=== Text segment ===

Chris White, DCNF
Facebook is set to exempt opinion content and political advocacy organizations from the social media giant’s independent fact-checking efforts, The Wall Street Journal reported Monday, citing anonymous sources.
The company will also let groups whose information has been fact-checked as false appeal to Facebook, the sources told TheWSJ, adjusting previous operating procedure that restricted brands and individuals to appealing directly to fact-checkers. Opinion and satire content won’t be labeled as false even if they contain information fact-checkers say is inaccurate or misleading, the report noted.
Facebook’s change of heart came amid recent spats over a Washington Examiner op-ed on climate change and a Live Action video on abortion.
WSJ’s report came just after reporters said Facebook’s Sept. 25 decision to exempt politicians like President Donald Trump from a fact-checker’s gavel will likely turn social media into a cauldron of misinformation.
Controversy around the program has hit a fever pitch recently. The Daily Caller News Foundation reported Sept. 24 that Facebook removed a false label on a Washington Examiner editorial published in August that expresses skepticism about the effectiveness of climate models.
The authors of the Washington Examiner piece — scientists Caleb Rossiter and Patrick Michaels — told CEO Mark Zuckerberg in a Sept. 10 letter that the fact check was done in a partisan fashion. They said in the letter that Facebook used a partisan fact-check group, Climate Feedback, to defame them.
Michaels and Rossiter are senior members of Co2 Coalition, a Virginia-based group of 50 climate scientists who use research to explain why they believe people should not be alarmed by the rise in carbon dioxide.
Climate Feedback’s review is “replete with errors and simple differences of opinion,” the two wrote to Zuckerberg. The editorial suggested a variety of serious issues in choice of climate data sets often lead researchers to believe global temperatures are rising more than is observed.

=== Given information ===

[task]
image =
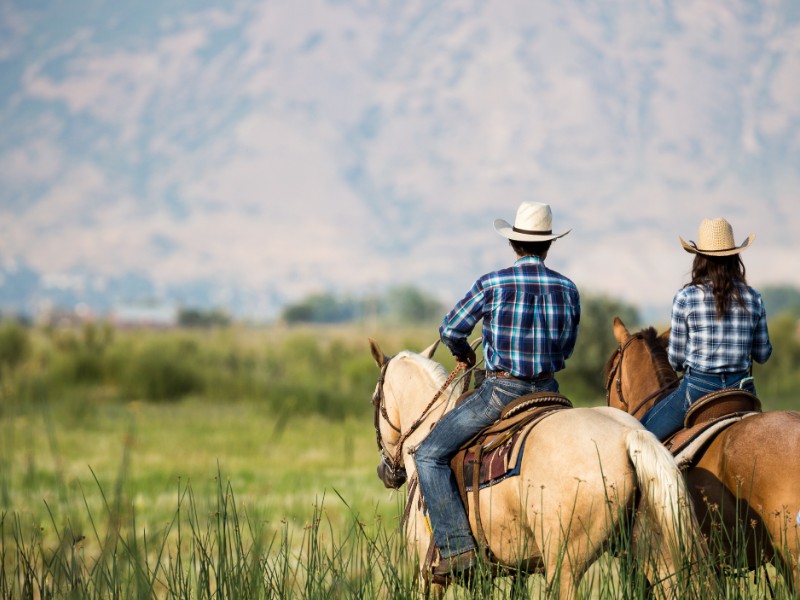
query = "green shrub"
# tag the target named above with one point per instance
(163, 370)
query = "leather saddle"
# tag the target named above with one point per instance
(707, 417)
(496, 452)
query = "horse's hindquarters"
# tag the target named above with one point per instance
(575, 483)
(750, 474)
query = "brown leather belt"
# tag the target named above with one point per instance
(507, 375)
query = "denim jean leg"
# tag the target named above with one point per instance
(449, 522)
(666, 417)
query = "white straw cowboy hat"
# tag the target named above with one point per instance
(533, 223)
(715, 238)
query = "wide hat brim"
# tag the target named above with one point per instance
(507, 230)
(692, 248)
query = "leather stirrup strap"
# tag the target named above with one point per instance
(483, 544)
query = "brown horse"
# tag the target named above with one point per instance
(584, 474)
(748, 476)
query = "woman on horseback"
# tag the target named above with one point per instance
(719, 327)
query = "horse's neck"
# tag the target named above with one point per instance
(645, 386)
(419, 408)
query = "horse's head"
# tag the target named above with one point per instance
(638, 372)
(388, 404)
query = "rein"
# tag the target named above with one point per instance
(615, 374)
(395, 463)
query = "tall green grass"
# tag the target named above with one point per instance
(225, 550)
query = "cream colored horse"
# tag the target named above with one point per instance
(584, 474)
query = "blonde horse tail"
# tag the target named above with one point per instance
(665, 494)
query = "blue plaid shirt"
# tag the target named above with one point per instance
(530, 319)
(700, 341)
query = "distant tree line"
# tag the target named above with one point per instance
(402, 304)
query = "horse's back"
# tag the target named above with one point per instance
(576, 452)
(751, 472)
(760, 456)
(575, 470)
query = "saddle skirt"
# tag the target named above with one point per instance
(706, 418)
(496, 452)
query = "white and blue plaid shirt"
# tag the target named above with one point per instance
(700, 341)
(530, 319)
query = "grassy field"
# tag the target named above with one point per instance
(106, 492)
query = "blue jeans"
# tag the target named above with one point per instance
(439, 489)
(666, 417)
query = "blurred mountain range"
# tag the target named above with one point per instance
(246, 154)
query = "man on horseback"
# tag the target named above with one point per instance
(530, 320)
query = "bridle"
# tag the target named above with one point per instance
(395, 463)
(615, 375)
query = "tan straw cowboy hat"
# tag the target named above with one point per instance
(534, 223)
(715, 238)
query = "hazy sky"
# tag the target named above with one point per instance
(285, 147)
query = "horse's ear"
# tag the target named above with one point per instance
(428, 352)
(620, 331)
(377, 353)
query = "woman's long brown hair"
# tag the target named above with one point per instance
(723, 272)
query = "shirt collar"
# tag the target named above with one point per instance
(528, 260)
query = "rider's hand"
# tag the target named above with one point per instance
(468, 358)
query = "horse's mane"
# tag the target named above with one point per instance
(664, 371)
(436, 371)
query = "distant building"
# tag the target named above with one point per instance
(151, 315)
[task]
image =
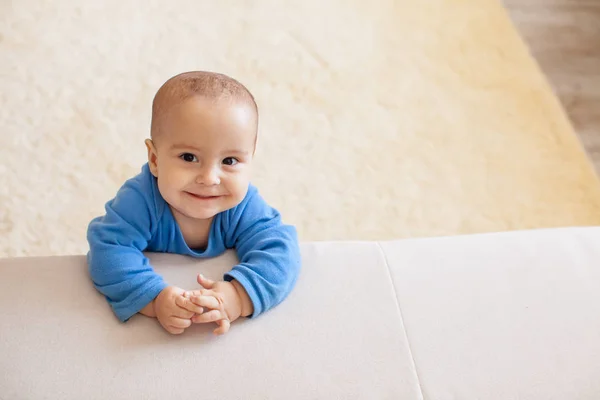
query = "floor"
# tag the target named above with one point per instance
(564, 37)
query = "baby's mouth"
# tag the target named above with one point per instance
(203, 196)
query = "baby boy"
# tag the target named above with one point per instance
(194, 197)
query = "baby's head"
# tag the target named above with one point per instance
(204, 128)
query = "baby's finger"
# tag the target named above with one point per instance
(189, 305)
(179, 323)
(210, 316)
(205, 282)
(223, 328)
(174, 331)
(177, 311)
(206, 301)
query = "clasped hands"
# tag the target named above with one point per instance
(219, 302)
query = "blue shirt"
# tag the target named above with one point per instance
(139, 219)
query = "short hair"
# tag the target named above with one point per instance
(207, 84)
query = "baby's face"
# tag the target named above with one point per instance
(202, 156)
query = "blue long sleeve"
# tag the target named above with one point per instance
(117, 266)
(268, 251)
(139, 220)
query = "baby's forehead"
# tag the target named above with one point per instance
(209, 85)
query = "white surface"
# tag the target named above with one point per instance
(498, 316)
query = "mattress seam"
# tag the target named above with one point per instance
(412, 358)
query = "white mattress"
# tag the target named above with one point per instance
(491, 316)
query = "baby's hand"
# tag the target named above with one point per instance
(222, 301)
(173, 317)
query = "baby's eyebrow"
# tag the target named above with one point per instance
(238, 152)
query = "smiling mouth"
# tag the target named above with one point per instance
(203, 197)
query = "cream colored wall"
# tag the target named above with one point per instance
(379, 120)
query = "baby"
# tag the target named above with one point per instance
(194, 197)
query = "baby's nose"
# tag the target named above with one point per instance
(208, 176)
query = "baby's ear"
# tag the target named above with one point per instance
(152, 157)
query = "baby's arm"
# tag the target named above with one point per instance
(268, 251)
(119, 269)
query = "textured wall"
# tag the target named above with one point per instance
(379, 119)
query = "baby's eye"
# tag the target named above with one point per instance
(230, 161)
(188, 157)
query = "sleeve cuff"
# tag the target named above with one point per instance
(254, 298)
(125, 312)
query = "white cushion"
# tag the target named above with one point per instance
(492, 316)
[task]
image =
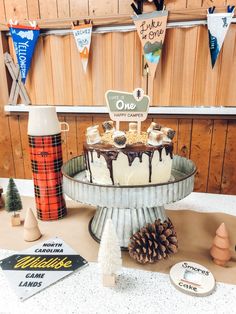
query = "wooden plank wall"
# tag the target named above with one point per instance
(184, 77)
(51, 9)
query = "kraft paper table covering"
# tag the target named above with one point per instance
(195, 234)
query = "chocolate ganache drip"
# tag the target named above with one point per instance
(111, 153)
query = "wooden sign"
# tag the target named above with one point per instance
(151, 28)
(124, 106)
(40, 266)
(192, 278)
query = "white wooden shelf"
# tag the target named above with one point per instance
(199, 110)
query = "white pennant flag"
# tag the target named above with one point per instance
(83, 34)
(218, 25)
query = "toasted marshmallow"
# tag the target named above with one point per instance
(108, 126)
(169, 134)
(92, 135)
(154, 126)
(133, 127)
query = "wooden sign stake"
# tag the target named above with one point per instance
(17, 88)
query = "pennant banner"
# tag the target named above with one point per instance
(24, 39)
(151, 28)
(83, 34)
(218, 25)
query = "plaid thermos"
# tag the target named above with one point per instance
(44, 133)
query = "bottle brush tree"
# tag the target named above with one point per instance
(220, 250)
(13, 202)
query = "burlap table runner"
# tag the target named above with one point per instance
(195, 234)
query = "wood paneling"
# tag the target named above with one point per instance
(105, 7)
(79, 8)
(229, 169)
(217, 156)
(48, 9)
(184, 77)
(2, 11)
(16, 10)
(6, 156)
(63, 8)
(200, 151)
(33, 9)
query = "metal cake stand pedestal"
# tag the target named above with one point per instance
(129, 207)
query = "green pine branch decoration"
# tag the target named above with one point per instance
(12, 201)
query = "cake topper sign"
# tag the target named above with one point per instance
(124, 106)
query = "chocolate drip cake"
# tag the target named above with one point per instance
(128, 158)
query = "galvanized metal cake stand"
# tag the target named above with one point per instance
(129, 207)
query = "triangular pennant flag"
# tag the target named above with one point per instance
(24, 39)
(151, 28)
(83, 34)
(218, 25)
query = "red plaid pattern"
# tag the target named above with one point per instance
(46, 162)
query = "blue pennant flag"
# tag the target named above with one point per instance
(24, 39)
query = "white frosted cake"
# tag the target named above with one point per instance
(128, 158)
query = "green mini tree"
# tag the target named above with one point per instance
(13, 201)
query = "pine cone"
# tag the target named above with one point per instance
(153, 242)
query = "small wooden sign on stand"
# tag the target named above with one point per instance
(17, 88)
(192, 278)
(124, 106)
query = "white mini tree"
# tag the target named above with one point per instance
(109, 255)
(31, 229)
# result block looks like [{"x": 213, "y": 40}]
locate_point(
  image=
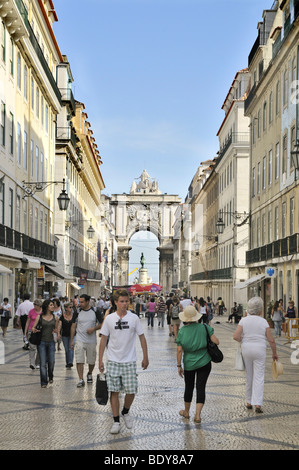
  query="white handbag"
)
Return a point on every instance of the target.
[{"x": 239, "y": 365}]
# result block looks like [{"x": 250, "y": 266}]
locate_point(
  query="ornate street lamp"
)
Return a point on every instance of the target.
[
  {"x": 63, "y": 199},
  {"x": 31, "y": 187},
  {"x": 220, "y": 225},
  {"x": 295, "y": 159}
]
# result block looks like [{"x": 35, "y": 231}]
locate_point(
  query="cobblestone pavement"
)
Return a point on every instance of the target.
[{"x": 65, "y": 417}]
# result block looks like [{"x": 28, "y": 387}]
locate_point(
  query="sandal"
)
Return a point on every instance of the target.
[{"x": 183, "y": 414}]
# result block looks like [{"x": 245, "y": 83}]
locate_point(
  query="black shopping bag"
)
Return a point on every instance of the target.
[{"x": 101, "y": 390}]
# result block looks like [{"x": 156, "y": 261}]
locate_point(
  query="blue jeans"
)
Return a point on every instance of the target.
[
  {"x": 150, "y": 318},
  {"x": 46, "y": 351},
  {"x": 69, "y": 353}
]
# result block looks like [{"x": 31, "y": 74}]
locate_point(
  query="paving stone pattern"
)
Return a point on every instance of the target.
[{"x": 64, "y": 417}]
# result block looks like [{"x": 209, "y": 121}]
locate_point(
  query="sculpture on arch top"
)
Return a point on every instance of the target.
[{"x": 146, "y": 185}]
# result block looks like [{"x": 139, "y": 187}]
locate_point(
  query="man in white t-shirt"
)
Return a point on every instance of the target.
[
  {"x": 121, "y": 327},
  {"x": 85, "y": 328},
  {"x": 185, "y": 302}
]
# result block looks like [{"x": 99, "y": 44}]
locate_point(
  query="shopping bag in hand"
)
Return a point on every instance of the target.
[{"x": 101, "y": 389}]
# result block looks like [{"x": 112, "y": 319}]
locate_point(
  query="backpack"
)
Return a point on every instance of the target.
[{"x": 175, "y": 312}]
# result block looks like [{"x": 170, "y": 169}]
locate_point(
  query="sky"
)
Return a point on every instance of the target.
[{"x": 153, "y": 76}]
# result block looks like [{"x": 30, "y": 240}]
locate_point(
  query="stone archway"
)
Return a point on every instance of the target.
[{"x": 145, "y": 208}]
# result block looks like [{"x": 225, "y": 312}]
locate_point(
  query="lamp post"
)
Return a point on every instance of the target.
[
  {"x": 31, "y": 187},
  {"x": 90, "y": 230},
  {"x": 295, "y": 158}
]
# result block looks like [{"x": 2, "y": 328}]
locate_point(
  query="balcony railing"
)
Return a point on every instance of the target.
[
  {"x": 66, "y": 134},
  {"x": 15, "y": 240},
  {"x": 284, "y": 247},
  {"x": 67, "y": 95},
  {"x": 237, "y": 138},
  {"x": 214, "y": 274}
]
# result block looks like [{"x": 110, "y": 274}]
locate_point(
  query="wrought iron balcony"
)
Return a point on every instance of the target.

===

- **Your assignment**
List every person named in the article on Facebook's fact-checking, in order of first appearance.

- **Answer to the problem**
Chris White
Donald Trump
Caleb Rossiter
Patrick Michaels
Mark Zuckerberg